Items from a dataset:
- Opening Delimiter -
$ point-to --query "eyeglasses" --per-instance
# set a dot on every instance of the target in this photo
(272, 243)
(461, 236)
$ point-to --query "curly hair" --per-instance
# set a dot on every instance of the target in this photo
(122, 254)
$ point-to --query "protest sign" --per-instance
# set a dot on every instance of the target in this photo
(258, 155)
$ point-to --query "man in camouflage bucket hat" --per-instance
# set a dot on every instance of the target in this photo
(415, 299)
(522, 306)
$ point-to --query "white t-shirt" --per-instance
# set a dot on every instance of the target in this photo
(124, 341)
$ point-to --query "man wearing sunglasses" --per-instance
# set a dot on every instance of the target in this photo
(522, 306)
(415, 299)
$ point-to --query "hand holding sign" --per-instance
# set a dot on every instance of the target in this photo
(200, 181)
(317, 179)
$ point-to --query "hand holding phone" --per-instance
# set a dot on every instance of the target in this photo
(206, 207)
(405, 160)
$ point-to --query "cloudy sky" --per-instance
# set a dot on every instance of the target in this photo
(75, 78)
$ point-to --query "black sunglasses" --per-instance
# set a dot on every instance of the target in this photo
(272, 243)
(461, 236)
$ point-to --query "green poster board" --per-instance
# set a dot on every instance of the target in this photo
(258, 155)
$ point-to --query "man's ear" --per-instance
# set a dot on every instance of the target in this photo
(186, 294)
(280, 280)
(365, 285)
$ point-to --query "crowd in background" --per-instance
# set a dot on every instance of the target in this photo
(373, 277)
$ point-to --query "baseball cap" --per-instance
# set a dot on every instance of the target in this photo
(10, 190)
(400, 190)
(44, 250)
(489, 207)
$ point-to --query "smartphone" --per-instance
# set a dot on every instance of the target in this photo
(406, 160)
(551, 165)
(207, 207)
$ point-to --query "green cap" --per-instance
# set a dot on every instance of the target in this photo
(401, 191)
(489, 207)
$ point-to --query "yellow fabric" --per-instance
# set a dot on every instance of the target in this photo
- Closing Delimiter -
Work instruction: Above are some records. Copy each of their lines that holds the string "holding".

Response for this exercise:
$ point-to --query "hand holding sign" --per-instance
$ point-to --query "hand holding phone" --per-instance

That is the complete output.